What is required
Copy all of the records word for word.

Material to process

-- -- --

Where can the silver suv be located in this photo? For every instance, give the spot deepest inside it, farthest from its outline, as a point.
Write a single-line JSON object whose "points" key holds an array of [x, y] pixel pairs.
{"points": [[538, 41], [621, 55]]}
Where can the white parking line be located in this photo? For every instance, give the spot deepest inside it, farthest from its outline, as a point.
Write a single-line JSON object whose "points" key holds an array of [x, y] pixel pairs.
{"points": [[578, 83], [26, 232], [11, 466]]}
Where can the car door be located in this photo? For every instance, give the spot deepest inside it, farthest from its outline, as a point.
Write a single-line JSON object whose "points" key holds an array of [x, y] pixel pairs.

-- -- --

Final answer
Where can the silver suv be located in this photo? For every instance, give the spot deepest inside it, farthest from its outline, as a point.
Write a single-line JSON object whose "points" key holds an array of [x, y] pixel pairs.
{"points": [[538, 41], [621, 55]]}
Where can the white parking line be located in this photo? For every instance, give the spot deepest inside it, farthest from its outline, as a point.
Write a single-line JSON object whose "points" key holds an array of [x, y] pixel pairs.
{"points": [[578, 83], [26, 232], [11, 466]]}
Where can the car door be located in this photo? For every instance, give the spot deepest inside it, farthest from its outline, as a point.
Write a single-line JSON object whose "points" key holds an array of [x, y] pixel pairs.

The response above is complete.